» Source document
————
Wednesday, December 2, 2009

Web 2.0, Web syntactics, Web semantics

I have been browsing Academic Google and have found very interesting stuff, such as Web 2.0 applications in health services. One of the discoveries has to do with the concept of Web semantics and the need to merge Web 2.0 tools with Web semantics implementations. See the article The two cultures: Mashing up Web 2.0 and the Semantic Web, by Anupriya Ankolekar, Markus Krötzsch, Thanh Tran and Denny Vrandečić, from the University of Karlsruhe.
————
» Stated task 1
In the records, write the lines from the one containing "the white smartphone" up to and including the one containing "<point>523,438</point>" as a JSON list of strings, one string per line, with blank lines left out.
The records that follow are unrelated to the blog post.

» Data excerpts
————
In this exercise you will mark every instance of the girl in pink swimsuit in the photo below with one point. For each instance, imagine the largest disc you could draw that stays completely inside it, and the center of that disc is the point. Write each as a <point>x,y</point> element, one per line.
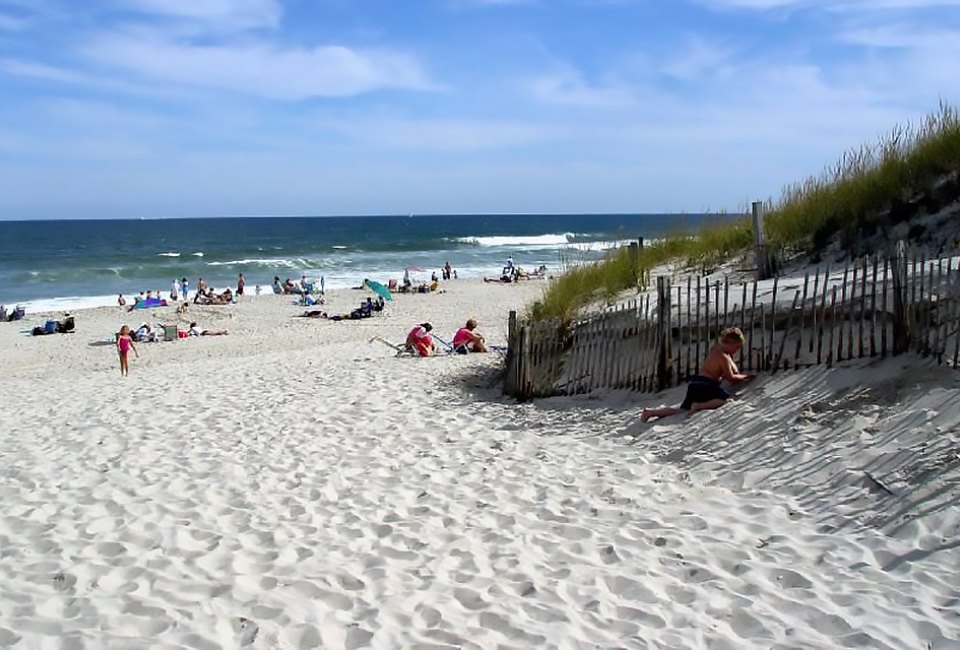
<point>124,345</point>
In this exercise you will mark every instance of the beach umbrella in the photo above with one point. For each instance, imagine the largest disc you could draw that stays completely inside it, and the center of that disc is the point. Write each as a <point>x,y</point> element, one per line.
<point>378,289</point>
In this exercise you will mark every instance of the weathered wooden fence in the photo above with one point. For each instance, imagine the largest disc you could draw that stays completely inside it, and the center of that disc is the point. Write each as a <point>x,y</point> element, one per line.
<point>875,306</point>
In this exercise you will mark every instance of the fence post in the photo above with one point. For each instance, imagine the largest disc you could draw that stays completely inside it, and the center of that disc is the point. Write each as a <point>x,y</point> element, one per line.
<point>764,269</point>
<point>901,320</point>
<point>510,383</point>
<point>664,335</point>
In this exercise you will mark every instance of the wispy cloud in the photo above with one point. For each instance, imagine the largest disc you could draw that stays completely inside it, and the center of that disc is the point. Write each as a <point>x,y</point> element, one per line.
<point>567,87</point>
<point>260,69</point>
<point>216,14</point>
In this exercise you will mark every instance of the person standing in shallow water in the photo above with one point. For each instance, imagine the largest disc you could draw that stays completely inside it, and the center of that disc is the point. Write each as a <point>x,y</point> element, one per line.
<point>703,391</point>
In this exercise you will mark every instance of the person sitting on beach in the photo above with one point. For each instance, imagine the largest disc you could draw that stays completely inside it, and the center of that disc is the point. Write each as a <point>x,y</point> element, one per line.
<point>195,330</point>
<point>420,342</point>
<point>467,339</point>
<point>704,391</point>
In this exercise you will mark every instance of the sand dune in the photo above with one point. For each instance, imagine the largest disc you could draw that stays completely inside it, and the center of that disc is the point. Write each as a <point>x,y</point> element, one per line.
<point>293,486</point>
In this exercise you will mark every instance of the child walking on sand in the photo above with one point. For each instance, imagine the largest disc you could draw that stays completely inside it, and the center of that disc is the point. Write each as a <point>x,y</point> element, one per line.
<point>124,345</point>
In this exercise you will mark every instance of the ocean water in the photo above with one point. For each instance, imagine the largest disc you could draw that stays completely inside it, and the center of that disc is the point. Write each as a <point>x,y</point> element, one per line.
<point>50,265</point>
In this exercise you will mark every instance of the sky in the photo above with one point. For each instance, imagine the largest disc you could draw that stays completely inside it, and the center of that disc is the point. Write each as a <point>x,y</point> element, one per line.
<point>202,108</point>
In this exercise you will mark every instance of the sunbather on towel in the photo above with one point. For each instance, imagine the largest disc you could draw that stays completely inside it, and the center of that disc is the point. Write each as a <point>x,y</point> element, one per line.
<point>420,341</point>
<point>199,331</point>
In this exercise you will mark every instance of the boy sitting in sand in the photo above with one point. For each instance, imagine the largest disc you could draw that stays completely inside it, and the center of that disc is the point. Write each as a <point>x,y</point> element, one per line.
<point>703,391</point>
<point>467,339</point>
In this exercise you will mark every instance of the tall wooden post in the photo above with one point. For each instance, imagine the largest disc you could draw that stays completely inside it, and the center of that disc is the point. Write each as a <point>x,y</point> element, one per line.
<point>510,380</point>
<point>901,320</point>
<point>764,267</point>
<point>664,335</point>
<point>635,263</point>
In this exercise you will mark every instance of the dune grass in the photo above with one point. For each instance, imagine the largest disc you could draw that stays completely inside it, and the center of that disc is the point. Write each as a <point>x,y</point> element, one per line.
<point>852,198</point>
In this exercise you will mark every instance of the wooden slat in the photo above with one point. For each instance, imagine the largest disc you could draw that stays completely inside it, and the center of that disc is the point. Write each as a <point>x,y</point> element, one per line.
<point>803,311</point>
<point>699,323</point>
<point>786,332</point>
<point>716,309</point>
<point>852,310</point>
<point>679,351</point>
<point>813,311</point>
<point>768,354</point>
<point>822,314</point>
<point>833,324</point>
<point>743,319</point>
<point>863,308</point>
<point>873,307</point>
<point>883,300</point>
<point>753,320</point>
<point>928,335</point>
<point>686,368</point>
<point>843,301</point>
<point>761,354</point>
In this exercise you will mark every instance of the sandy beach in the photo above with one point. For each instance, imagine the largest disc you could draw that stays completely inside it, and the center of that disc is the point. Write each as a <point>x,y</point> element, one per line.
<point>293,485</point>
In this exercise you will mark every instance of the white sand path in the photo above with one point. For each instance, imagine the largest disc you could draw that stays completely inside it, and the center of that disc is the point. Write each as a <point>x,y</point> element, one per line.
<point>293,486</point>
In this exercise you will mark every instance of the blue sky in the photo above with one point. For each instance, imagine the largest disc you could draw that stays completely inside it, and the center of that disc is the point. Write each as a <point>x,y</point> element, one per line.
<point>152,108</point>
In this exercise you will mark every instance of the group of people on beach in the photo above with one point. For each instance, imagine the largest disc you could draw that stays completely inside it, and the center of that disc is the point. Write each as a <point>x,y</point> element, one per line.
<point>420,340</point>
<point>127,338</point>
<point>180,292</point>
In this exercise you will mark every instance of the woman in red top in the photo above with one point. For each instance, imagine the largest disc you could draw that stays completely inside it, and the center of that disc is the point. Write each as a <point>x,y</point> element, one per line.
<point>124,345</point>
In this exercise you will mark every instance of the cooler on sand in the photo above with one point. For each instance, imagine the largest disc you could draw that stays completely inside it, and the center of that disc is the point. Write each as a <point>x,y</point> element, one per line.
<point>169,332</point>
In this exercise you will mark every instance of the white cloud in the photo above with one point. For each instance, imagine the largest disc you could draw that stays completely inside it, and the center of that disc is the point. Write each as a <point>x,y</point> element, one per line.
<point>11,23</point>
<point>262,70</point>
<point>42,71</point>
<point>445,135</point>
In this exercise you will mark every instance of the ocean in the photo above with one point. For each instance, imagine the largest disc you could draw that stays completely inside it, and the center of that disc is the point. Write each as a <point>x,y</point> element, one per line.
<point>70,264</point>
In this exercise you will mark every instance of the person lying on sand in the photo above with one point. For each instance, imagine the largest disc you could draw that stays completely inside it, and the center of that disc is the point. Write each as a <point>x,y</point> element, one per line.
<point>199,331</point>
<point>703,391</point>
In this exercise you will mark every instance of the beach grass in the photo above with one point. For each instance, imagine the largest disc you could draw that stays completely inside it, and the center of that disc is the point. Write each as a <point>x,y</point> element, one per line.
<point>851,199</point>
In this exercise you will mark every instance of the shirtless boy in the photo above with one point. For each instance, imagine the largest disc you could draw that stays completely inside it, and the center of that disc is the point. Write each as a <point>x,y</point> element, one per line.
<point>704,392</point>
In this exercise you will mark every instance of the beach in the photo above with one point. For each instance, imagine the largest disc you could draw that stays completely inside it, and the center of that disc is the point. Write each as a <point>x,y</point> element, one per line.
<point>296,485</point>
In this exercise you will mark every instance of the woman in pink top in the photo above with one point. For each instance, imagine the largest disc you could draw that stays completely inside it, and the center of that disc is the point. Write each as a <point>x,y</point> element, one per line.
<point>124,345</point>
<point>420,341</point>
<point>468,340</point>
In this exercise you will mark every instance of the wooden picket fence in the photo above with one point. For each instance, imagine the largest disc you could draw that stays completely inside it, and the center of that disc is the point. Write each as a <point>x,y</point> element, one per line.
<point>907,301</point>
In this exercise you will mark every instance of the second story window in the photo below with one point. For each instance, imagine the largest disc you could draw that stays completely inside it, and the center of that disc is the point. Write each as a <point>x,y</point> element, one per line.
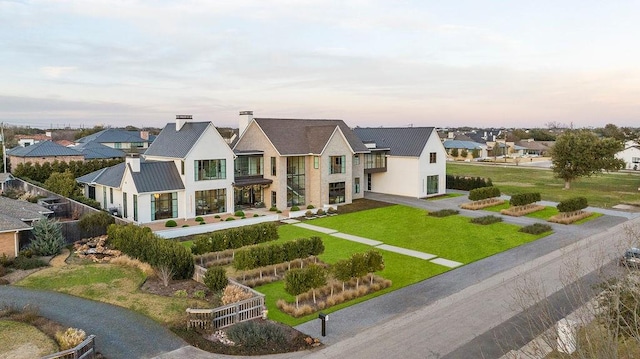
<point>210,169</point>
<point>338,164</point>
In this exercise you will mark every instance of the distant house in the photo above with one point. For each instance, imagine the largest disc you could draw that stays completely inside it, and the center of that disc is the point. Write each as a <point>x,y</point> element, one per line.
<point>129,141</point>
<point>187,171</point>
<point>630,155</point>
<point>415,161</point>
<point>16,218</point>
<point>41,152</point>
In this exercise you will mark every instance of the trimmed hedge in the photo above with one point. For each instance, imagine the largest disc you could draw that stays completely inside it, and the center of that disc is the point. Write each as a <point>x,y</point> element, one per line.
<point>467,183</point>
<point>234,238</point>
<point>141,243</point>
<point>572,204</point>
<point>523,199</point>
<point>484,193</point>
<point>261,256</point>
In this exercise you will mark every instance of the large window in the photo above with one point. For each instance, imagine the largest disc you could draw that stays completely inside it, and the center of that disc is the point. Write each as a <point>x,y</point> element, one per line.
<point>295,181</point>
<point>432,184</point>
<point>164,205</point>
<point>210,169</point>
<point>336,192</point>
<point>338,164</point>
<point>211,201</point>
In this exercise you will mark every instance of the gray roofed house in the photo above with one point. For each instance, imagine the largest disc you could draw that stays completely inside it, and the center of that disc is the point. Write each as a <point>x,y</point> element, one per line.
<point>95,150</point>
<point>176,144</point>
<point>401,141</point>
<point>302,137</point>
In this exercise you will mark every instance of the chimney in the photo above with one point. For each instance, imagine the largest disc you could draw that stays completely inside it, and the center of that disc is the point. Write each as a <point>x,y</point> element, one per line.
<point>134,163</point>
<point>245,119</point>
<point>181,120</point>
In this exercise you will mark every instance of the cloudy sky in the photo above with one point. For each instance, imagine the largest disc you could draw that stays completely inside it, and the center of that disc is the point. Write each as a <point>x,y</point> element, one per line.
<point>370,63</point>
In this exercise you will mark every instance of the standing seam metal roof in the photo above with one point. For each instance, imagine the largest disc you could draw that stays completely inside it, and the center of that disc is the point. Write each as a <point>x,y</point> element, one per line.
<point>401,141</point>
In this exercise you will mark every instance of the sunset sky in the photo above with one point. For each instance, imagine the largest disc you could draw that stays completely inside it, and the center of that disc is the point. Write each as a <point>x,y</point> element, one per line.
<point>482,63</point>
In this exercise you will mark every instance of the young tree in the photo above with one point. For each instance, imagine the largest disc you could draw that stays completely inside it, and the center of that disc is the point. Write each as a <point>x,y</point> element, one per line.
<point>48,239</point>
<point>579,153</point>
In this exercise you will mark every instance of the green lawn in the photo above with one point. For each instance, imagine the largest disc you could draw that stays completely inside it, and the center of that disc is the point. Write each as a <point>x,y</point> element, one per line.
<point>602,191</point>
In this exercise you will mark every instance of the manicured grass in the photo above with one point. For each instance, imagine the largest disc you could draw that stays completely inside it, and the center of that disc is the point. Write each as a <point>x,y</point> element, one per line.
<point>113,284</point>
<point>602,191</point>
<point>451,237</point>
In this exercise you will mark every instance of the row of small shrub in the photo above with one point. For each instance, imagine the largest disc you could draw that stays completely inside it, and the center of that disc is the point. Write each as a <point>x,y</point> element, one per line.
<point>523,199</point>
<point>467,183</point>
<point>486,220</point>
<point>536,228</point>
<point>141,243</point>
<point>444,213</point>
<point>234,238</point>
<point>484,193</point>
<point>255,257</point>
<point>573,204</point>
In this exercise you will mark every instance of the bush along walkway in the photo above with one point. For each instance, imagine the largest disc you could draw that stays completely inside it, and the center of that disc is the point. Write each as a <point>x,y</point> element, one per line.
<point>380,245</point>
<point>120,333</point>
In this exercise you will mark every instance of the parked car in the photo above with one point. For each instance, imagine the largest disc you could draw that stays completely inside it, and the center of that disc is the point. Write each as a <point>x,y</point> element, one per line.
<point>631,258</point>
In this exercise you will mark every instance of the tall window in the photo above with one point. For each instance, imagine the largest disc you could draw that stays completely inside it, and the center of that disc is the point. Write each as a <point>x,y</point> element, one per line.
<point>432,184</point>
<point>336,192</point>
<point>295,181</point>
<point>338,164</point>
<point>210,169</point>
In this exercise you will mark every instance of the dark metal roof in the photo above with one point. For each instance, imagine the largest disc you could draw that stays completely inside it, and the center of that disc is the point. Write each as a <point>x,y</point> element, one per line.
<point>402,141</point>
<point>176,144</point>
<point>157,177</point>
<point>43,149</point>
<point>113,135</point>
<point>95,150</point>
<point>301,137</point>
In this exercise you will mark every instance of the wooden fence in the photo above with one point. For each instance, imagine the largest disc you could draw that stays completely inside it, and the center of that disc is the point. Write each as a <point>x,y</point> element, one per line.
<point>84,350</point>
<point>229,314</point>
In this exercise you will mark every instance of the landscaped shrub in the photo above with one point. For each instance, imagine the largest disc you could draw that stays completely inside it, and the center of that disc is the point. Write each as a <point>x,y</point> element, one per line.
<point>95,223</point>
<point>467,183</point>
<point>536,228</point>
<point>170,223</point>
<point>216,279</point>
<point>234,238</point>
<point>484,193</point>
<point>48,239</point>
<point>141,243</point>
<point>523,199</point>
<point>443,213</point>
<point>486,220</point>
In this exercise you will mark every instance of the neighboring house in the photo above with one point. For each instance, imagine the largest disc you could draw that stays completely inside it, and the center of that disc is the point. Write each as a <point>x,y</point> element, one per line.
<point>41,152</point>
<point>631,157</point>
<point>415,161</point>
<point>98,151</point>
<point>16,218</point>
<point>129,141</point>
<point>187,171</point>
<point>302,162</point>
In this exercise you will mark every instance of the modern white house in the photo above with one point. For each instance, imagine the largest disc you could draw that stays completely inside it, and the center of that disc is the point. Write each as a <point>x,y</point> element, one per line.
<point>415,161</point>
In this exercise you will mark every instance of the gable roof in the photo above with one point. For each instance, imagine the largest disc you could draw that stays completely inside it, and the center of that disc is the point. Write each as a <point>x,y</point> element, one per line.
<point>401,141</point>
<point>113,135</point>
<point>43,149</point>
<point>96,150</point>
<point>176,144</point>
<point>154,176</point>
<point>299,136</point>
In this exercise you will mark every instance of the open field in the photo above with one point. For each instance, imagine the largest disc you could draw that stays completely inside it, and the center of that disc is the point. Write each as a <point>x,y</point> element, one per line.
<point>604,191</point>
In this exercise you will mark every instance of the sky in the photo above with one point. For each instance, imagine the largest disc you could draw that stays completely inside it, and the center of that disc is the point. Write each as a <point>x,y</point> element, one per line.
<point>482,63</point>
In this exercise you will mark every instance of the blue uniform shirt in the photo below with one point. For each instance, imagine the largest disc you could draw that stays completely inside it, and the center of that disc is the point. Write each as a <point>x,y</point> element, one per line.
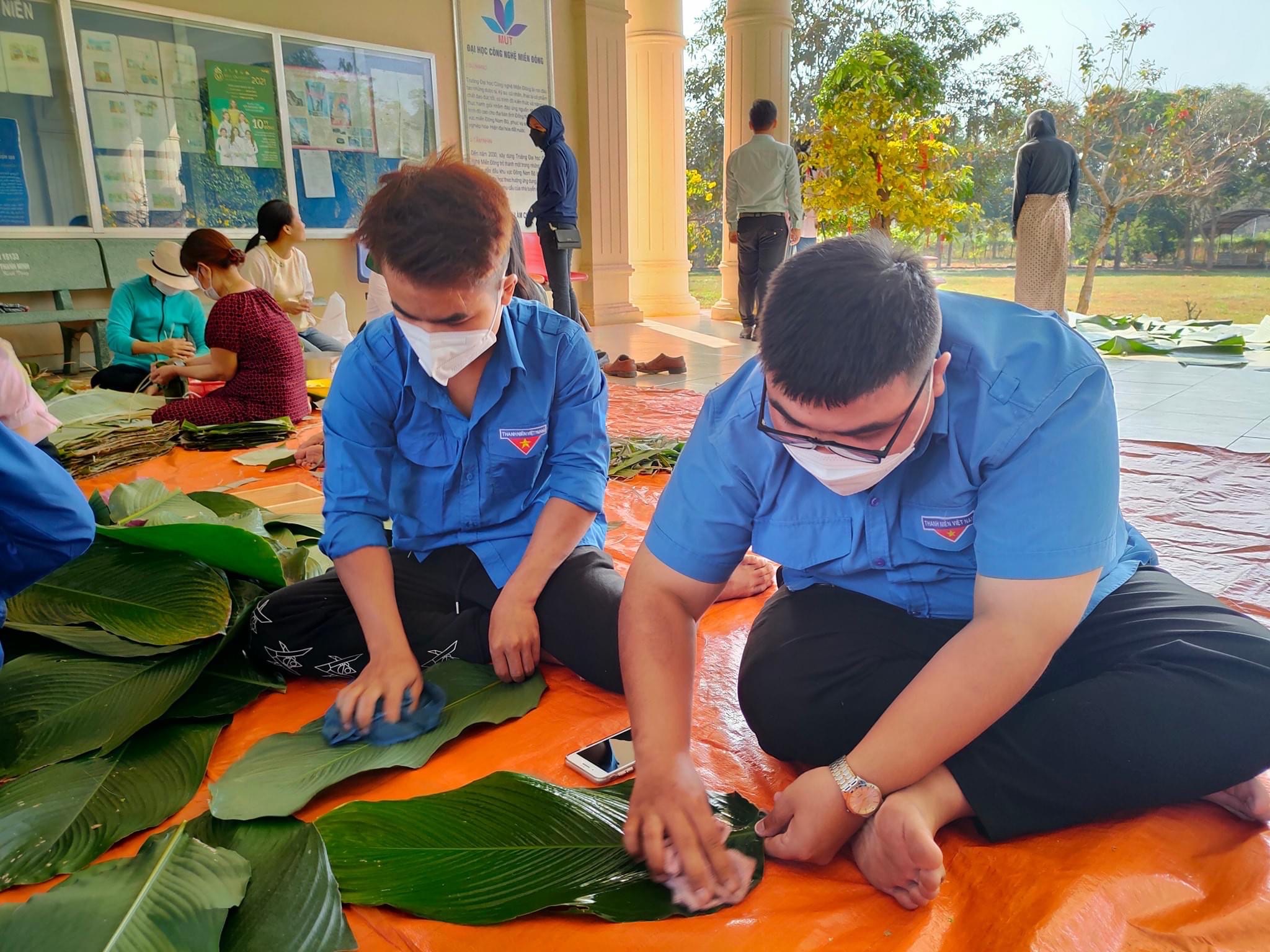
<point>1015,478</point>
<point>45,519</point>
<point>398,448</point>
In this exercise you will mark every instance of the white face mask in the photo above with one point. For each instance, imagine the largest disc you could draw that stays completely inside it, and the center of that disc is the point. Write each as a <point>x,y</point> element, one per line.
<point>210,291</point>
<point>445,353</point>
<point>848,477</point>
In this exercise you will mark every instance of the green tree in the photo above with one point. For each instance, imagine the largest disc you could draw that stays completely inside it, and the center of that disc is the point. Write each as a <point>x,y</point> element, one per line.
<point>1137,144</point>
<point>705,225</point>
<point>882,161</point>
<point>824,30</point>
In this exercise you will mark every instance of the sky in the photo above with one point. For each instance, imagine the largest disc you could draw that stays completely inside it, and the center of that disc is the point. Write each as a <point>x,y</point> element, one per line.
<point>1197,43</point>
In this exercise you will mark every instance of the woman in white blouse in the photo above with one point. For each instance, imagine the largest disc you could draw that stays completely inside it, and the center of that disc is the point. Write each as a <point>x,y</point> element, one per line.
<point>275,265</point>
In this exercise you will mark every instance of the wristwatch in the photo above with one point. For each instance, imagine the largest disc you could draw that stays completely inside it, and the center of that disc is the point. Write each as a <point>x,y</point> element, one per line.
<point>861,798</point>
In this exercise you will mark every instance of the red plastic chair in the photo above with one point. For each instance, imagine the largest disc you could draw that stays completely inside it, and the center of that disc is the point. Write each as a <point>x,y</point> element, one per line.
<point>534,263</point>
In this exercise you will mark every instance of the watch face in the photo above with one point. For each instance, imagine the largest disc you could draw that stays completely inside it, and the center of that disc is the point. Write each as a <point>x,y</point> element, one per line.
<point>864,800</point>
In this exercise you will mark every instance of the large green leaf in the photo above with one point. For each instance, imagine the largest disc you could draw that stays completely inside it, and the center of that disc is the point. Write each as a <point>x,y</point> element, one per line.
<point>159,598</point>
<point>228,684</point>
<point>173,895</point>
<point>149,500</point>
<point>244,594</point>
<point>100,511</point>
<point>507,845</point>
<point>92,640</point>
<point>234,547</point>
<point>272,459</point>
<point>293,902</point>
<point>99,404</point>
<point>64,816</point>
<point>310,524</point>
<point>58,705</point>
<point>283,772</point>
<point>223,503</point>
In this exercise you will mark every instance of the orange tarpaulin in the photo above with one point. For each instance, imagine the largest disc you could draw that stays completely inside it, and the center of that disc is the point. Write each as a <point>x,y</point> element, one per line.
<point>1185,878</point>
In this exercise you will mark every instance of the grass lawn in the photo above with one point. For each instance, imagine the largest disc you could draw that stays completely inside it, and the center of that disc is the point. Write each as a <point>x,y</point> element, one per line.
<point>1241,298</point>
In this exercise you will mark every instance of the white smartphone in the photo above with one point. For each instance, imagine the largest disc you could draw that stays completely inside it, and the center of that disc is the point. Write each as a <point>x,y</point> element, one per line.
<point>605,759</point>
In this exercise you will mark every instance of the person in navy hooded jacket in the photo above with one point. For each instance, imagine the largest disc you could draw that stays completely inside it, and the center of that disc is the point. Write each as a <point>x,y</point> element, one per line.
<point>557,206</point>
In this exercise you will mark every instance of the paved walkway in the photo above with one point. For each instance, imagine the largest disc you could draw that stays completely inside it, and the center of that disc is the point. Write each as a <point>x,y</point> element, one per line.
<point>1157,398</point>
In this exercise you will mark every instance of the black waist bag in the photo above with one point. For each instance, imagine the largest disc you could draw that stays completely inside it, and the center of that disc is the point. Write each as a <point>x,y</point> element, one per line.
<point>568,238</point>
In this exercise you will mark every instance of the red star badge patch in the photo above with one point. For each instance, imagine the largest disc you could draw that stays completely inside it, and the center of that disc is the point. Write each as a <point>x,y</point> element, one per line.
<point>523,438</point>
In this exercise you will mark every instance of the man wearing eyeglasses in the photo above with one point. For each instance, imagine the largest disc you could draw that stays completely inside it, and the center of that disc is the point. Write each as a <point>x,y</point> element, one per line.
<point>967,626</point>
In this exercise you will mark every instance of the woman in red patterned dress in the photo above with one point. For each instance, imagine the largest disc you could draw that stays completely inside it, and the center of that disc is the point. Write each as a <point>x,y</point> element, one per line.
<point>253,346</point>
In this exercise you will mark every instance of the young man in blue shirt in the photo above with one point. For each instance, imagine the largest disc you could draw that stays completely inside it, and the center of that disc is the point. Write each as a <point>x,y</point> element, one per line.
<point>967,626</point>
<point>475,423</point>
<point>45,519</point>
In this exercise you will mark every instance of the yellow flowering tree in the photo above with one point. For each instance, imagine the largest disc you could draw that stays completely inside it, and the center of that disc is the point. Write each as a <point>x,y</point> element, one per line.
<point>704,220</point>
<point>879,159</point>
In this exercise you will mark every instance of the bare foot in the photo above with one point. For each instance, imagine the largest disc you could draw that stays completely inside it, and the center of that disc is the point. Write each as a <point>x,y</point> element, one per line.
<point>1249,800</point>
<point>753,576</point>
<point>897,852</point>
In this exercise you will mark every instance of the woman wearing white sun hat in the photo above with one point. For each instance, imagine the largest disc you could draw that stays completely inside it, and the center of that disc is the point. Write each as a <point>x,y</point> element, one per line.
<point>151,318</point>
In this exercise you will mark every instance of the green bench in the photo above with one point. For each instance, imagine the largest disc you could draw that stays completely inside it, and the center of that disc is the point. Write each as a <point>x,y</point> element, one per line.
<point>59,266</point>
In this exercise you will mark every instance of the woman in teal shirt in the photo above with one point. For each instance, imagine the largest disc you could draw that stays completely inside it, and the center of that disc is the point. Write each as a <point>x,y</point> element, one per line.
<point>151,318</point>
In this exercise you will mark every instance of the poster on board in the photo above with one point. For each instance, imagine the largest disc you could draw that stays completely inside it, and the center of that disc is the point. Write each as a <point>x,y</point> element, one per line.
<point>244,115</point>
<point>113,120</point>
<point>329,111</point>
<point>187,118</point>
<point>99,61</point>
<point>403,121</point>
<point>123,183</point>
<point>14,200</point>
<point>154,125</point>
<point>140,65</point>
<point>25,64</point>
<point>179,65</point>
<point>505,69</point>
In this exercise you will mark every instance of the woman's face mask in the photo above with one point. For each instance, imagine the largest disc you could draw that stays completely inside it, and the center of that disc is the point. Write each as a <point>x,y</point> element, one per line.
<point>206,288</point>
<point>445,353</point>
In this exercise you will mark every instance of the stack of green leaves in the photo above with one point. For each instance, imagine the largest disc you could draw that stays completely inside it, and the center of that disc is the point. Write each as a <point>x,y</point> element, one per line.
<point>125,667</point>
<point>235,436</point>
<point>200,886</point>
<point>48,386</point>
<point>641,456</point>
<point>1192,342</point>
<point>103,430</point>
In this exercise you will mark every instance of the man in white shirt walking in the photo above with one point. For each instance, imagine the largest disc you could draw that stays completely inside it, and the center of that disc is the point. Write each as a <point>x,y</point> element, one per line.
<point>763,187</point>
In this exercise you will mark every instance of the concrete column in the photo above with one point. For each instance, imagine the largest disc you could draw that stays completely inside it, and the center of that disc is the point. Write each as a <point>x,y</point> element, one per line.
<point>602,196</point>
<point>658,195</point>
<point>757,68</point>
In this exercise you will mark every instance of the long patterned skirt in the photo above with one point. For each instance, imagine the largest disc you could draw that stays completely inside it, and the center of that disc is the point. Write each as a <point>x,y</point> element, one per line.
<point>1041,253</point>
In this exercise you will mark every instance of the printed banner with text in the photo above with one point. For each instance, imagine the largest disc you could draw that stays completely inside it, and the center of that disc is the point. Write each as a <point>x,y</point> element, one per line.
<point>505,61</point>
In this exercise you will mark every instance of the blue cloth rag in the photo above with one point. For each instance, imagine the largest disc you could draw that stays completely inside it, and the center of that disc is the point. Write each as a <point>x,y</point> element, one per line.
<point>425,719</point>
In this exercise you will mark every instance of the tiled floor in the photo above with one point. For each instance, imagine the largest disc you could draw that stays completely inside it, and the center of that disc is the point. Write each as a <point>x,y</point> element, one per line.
————
» Stated task 2
What is the title of the article the blog post points readers to?

» Worked solution 1
[
  "In this exercise you will mark every instance of the white smartphone in the photo above with one point. For each instance, imagine the largest disc you could draw that stays completely inside it, and the center of that disc is the point. Write each as a <point>x,y</point> element, one per line.",
  "<point>605,759</point>",
  "In this exercise you will mark every instance of the person in navy hooded jacket in the photo above with one point. For each instance, imagine the largest disc you could draw that stays completely inside it, and the center of that disc is the point. Write each as a <point>x,y</point> element, one per line.",
  "<point>557,206</point>",
  "In this exercise you will mark every instance of the paved walkway in the photo above with one point. For each instance, imagine the largest disc you could draw that stays completely inside it, and the center of that disc is the point. Write each as a <point>x,y</point> element, one per line.",
  "<point>1157,398</point>",
  "In this exercise you will mark every instance of the black waist bag in the photo above with one point. For each instance, imagine the largest disc you could draw that stays completely inside it, and the center of that disc is the point. Write each as a <point>x,y</point> element, one per line.",
  "<point>568,238</point>",
  "In this exercise you will mark every instance of the red star badge patch in the photo above with one point. For each instance, imagine the largest disc you could draw that stays completely inside it, and the center of that disc is the point. Write each as a <point>x,y</point> element, one per line.",
  "<point>523,438</point>"
]

» Worked solution 2
The two cultures: Mashing up Web 2.0 and the Semantic Web